*Actions to take*:
**1)** Duplicate the portion of the interview on work in real estate between "How can companies" and "of the organization.", inclusive.
**2)** In the interview on work in real estate, how long should incremental deliverables be instead of a three-year digital transformation?
**3)** According to the interview on work in real estate, what qualities does a firm need to be perceived as having for people to want to work there?

*Passage provided*:
┄┄┄┄┄┄┄┄┄┄┄┄┄┄┄┄┄┄┄┄
In what ways is work set to change?

There are a couple of big trends. One change impacting investment management across the board, particularly in real estate, is the idea of access to data and to higher analytics. Millennial and Gen Z workers expect self-service business intelligence; they were taught how to write queries in Python in school, they want the ability to dig deeper and draw their own conclusions. It helps to unleash the creative potential of people, and that is why democratization of data is so important.

The other is intelligent automation. Real estate is still very much a document-centric industry. There is unfortunately still a lot of retyping and transitioning of data from PDF files or other unstructured formats. That is hopefully going to start becoming obsolete in the next few years.

Tools that can scrape data out of unstructured formats, route it and automatically populate structured databases are starting to take hold. But I caution against a ‘Big Bang’ approach. It is better to launch a pilot program and start to build success stories and publicize the wins.

What are the pitfalls for enterprises adopting new ways of doing things?

The biggest pitfall is always trying to do too much at once. If someone proposes a three-year digital transformation, that should immediately be a big red flag. Instead, look for three- to six-month incremental deliverables that give you the ability to course-correct.

If you are not getting those customer success stories, where people are giving you testimonials and championing you, then ask yourself: are you really improving the lives of people in the business? Maybe you need to reassess if you are focusing on the right areas.

How can companies attract the best employees?

People want to be at a firm that is perceived as innovative, inclusive and a market leader. That absolutely applies to operations and technology. Tech strategy should be reflective of the culture and values of the organization.

I don’t think that is sappy or far-fetched at all. It is absolutely the right thing to do because it helps you drive adoption. How do you do that? You start with smaller, more focused initiatives, where you engage the business and your team to participate in solutions.

We are a global firm with regional offices all over the world. If we want to adopt a digital investment committee decision workflow, for instance, we have to make sure we include folks from each region in the implementation process.

That requires an understanding of how each region operates. It is important to be cognizant of different languages and cultural decision-making processes.

“Real innovation means creating solutions that not only allow people to focus on high-value, exception-based processes, but also give them the time to think of ways to do things better”

It may be the style in Chicago to have that meeting in a conference-room setting, but in Asia, where there might be different voices spread across many countries, there could be less of a culture of speaking up on a call and more of a preference for voting online or in some less direct way. That is a cultural difference that would need to be supported to get the best result for the business.

So, you have to understand the preferred way in which people want to engage as part of your process. If you try to force digital transformation from the top down, it doesn’t stick because it feels like yet another corporate mandate.

What works when it comes to retaining talent?

People want to be empowered to do more value-added work. They tend to leave jobs where they have to perform a lot of manual, routine, repetitive tasks, such as moving data from one place to another.

Unfortunately, in the real estate industry that does happen. We must get beyond that and help to automate a lot of those tasks. Real innovation means creating solutions that not only allow people to focus on high-value, exception-based processes, but also give them the time to think of ways to do things better.

The best ideas often come from front-line staff. My challenge is to make sure we are offering our employees the chance to help guide the company at every level.

One of the most effective ways you can do that is by highlighting success stories of ideas coming not from consultants or management, but from employees. Elaborate on those examples and encourage more. That to me is the whole idea of real innovation.
┄┄┄┄┄┄┄┄┄┄┄┄┄┄┄┄┄┄┄┄
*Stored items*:
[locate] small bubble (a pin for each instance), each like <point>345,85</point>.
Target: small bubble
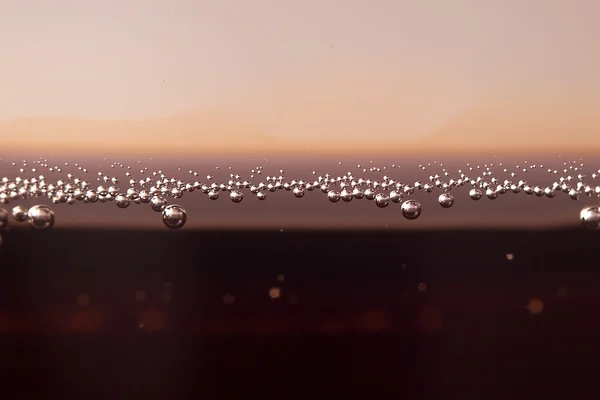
<point>83,300</point>
<point>535,306</point>
<point>228,298</point>
<point>275,293</point>
<point>139,295</point>
<point>174,216</point>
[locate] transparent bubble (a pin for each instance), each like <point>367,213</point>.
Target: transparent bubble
<point>446,200</point>
<point>40,217</point>
<point>369,194</point>
<point>382,200</point>
<point>590,217</point>
<point>574,194</point>
<point>358,194</point>
<point>91,196</point>
<point>346,195</point>
<point>491,194</point>
<point>174,216</point>
<point>19,214</point>
<point>158,203</point>
<point>122,201</point>
<point>396,197</point>
<point>411,209</point>
<point>3,218</point>
<point>333,196</point>
<point>236,196</point>
<point>475,194</point>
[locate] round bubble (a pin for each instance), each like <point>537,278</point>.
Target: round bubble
<point>40,217</point>
<point>446,200</point>
<point>590,218</point>
<point>491,194</point>
<point>382,200</point>
<point>358,194</point>
<point>236,196</point>
<point>475,194</point>
<point>411,209</point>
<point>369,194</point>
<point>19,214</point>
<point>174,216</point>
<point>3,218</point>
<point>158,203</point>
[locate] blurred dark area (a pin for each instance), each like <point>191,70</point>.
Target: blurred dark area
<point>117,314</point>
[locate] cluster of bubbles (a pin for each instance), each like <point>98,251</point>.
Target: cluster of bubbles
<point>157,189</point>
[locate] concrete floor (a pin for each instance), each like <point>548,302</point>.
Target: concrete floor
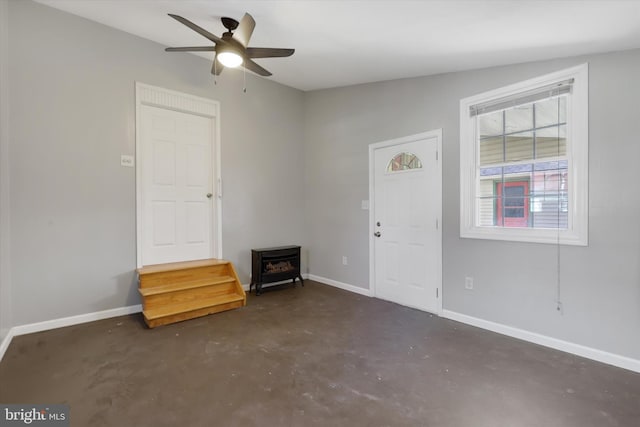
<point>312,356</point>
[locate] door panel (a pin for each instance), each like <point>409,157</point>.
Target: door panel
<point>407,207</point>
<point>177,176</point>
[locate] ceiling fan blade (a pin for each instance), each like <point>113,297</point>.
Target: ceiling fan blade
<point>216,67</point>
<point>268,52</point>
<point>252,66</point>
<point>191,49</point>
<point>196,28</point>
<point>244,30</point>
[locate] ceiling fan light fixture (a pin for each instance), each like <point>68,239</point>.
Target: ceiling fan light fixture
<point>229,58</point>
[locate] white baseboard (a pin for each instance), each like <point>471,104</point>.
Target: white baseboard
<point>4,345</point>
<point>65,321</point>
<point>345,286</point>
<point>577,349</point>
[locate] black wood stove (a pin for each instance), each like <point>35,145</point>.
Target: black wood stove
<point>269,265</point>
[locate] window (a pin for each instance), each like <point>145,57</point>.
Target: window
<point>404,161</point>
<point>524,161</point>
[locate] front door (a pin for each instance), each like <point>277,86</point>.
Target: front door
<point>177,185</point>
<point>406,215</point>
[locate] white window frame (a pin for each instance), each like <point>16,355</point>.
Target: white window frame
<point>577,154</point>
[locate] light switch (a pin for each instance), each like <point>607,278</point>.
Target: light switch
<point>127,161</point>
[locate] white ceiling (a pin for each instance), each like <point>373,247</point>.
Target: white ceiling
<point>340,43</point>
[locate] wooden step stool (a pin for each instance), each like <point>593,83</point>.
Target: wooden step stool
<point>184,290</point>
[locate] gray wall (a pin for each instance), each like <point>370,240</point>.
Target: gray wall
<point>295,170</point>
<point>5,288</point>
<point>515,283</point>
<point>72,115</point>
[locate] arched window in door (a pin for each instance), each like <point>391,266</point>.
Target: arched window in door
<point>404,161</point>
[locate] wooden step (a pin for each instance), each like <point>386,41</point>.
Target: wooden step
<point>191,284</point>
<point>182,272</point>
<point>184,311</point>
<point>183,265</point>
<point>188,295</point>
<point>183,290</point>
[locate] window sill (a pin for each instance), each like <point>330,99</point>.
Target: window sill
<point>526,235</point>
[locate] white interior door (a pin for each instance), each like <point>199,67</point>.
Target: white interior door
<point>406,214</point>
<point>177,185</point>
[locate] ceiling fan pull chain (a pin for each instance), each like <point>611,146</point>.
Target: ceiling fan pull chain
<point>244,76</point>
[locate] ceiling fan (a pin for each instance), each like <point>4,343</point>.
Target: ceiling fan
<point>232,48</point>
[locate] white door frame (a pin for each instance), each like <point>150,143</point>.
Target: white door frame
<point>176,101</point>
<point>437,133</point>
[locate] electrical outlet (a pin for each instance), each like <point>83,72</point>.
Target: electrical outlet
<point>468,283</point>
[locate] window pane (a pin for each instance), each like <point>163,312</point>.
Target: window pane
<point>404,161</point>
<point>491,151</point>
<point>551,142</point>
<point>519,147</point>
<point>551,112</point>
<point>490,124</point>
<point>519,118</point>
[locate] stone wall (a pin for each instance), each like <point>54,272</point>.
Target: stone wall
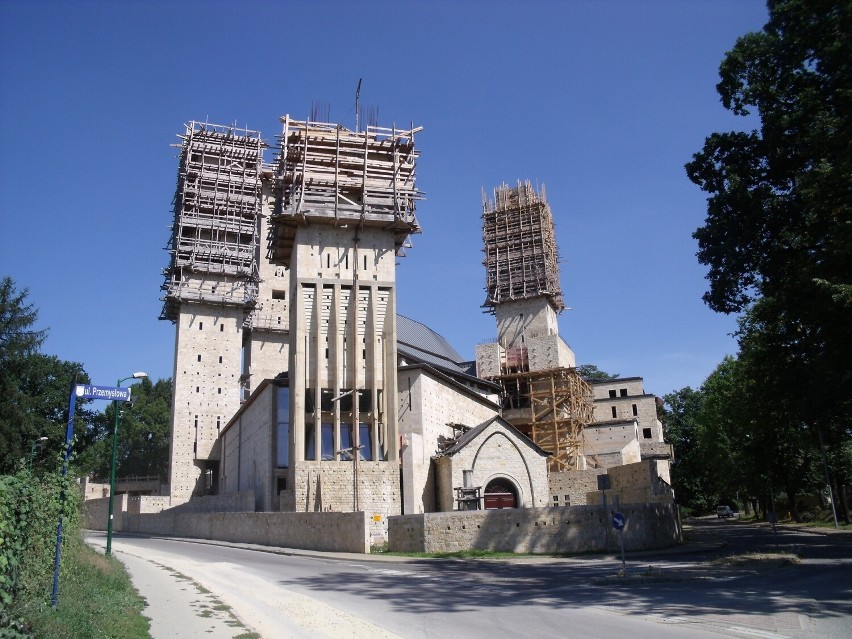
<point>96,512</point>
<point>328,487</point>
<point>575,529</point>
<point>328,532</point>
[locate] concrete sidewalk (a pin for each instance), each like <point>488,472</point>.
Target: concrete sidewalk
<point>178,607</point>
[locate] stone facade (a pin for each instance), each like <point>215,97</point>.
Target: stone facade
<point>249,449</point>
<point>429,404</point>
<point>329,487</point>
<point>493,451</point>
<point>208,352</point>
<point>625,399</point>
<point>610,444</point>
<point>570,488</point>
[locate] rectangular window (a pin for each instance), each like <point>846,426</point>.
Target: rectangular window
<point>365,400</point>
<point>365,435</point>
<point>310,452</point>
<point>326,397</point>
<point>345,400</point>
<point>346,442</point>
<point>283,428</point>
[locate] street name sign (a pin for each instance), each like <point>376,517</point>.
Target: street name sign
<point>113,393</point>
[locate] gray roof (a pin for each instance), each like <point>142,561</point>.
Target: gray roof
<point>419,343</point>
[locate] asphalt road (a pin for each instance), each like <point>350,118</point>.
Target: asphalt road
<point>212,590</point>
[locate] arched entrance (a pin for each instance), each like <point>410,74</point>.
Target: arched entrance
<point>500,493</point>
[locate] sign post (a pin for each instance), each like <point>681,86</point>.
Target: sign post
<point>618,522</point>
<point>85,391</point>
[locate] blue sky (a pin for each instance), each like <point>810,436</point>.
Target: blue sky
<point>602,101</point>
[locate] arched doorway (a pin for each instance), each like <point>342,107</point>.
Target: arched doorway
<point>500,493</point>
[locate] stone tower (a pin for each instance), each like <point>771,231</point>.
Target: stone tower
<point>521,283</point>
<point>344,211</point>
<point>226,301</point>
<point>543,396</point>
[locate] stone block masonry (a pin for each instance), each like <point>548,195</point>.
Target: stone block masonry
<point>575,529</point>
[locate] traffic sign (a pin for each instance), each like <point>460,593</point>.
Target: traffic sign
<point>112,393</point>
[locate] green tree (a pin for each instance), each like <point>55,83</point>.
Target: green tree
<point>34,387</point>
<point>592,373</point>
<point>681,429</point>
<point>778,234</point>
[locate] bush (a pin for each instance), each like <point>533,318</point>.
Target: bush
<point>30,508</point>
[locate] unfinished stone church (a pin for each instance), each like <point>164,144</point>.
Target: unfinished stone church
<point>296,379</point>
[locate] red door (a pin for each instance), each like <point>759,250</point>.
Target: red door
<point>499,495</point>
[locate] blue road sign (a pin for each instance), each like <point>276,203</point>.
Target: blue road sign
<point>112,393</point>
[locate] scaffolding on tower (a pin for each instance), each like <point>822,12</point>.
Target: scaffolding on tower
<point>214,241</point>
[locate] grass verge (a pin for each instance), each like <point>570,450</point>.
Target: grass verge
<point>96,599</point>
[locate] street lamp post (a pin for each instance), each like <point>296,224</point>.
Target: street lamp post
<point>32,448</point>
<point>138,375</point>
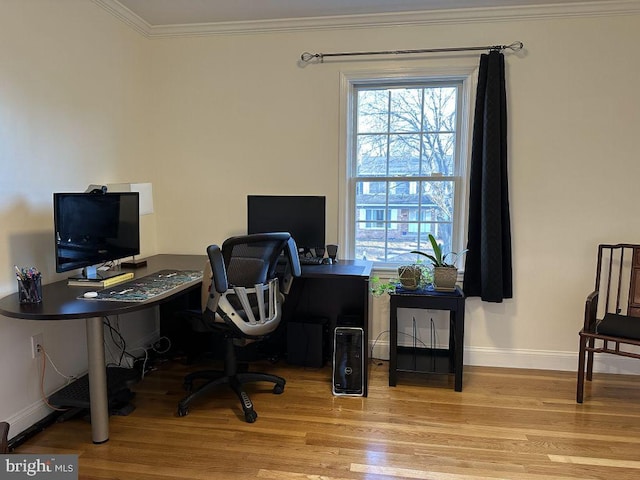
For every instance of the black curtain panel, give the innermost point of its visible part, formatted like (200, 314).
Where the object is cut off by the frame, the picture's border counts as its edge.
(488, 269)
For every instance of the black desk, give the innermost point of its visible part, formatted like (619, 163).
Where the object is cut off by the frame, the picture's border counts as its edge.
(60, 302)
(337, 292)
(428, 360)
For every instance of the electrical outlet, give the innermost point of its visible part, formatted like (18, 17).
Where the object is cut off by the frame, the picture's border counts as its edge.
(37, 339)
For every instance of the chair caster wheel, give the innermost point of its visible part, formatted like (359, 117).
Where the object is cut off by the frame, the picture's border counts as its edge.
(250, 416)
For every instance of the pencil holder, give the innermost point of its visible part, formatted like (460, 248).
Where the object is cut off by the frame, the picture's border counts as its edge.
(30, 290)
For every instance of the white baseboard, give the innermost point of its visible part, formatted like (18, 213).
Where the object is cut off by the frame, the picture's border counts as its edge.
(530, 359)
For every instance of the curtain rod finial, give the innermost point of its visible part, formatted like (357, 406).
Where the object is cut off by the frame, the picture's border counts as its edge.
(308, 57)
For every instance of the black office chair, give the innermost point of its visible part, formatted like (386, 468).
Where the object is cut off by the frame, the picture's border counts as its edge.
(244, 301)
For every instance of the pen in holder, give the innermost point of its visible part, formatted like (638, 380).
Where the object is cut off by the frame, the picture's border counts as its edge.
(29, 285)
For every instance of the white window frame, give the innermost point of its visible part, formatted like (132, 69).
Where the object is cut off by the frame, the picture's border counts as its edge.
(467, 73)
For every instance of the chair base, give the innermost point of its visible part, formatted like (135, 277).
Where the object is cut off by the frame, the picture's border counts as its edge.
(235, 381)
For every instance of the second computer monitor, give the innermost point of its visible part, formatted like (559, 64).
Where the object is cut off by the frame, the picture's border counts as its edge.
(303, 216)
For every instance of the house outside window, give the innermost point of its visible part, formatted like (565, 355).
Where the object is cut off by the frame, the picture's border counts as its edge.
(405, 159)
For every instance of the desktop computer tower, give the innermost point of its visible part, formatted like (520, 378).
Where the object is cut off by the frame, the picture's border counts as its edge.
(348, 361)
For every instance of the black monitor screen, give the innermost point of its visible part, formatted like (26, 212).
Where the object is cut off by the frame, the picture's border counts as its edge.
(302, 216)
(93, 228)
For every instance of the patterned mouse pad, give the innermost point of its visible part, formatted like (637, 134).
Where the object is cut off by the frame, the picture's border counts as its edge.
(147, 287)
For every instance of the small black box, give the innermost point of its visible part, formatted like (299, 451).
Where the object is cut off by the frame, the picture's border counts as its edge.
(307, 342)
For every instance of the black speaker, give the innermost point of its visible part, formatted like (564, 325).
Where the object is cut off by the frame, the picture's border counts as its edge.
(307, 342)
(348, 361)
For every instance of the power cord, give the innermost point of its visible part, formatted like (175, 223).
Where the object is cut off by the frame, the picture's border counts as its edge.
(45, 357)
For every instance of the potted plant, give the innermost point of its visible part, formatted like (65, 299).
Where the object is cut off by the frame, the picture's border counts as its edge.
(410, 277)
(445, 272)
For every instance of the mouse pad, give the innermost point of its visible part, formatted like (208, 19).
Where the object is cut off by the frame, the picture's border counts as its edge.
(149, 286)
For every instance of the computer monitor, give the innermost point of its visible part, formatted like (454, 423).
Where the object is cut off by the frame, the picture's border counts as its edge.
(303, 216)
(95, 228)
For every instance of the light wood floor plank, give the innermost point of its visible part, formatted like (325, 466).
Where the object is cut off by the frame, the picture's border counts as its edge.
(505, 424)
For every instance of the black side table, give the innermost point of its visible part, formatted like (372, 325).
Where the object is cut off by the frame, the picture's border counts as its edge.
(428, 360)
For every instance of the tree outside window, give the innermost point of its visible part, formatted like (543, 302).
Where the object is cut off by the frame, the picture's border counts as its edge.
(406, 168)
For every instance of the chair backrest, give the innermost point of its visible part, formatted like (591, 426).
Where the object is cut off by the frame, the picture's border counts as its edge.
(246, 290)
(618, 279)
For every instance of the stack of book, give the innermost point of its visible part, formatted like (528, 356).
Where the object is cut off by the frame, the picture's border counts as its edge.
(99, 282)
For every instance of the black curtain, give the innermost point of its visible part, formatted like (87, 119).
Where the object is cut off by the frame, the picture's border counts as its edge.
(488, 270)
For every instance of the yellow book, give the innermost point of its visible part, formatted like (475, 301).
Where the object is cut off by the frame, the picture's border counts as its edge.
(107, 282)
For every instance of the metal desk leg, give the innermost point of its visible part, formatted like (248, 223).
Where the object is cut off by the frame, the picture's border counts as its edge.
(99, 400)
(459, 352)
(393, 343)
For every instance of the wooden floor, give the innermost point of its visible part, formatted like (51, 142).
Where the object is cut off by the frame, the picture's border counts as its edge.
(506, 424)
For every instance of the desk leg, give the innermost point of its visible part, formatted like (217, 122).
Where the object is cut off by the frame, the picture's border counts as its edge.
(393, 343)
(99, 402)
(458, 320)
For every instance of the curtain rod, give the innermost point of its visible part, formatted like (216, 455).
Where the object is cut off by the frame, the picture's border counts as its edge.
(309, 57)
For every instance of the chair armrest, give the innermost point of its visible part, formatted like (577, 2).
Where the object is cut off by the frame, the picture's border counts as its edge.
(219, 272)
(292, 256)
(590, 311)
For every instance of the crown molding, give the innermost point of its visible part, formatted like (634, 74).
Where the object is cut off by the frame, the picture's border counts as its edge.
(430, 17)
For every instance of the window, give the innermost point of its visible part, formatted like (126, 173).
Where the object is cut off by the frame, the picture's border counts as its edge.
(405, 165)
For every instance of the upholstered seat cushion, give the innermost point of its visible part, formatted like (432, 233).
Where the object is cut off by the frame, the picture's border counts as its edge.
(619, 326)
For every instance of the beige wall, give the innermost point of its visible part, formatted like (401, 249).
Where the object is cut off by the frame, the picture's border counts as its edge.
(209, 119)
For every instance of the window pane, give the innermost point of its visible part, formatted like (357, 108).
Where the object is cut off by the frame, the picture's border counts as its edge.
(406, 110)
(408, 132)
(372, 155)
(440, 109)
(404, 155)
(438, 154)
(373, 111)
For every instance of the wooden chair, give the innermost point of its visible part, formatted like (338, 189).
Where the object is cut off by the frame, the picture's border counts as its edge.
(4, 434)
(612, 310)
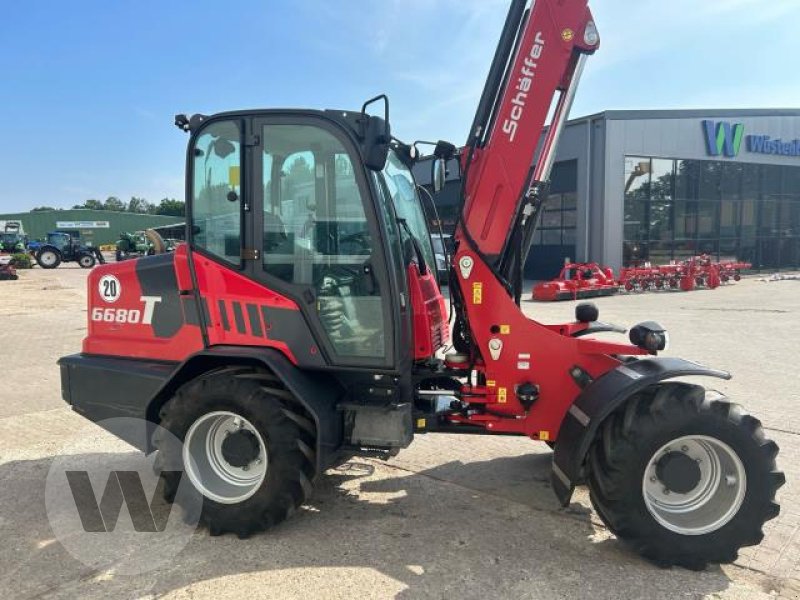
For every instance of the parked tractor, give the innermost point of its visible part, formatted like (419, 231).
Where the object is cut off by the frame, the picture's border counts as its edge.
(140, 243)
(300, 325)
(63, 247)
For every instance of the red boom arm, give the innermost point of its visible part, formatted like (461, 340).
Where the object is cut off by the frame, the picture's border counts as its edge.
(545, 57)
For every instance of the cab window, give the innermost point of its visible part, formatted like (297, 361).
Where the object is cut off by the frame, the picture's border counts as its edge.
(316, 235)
(216, 191)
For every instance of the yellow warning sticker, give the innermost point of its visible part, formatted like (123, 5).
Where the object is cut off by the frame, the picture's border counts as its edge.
(477, 292)
(234, 176)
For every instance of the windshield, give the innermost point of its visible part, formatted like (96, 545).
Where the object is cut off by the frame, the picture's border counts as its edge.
(407, 204)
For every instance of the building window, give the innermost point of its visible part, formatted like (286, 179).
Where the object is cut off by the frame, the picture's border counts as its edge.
(676, 209)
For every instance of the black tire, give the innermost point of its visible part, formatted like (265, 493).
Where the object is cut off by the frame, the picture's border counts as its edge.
(288, 432)
(48, 263)
(86, 261)
(629, 438)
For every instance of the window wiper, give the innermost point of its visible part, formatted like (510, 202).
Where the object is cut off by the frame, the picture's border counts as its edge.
(423, 266)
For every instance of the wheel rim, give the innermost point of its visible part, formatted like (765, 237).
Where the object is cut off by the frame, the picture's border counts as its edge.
(209, 467)
(717, 485)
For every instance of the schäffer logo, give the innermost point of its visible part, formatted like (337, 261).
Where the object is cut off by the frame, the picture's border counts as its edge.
(726, 138)
(723, 138)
┄┄┄┄┄┄┄┄┄┄┄┄┄┄┄┄┄┄┄┄
*Exercise solutions*:
**1)**
How can companies attract the best employees?

People want to be at a firm that is perceived as innovative, inclusive and a market leader. That absolutely applies to operations and technology. Tech strategy should be reflective of the culture and values of the organization.

**2)** Three to six months.

**3)** Innovative, inclusive, and a market leader.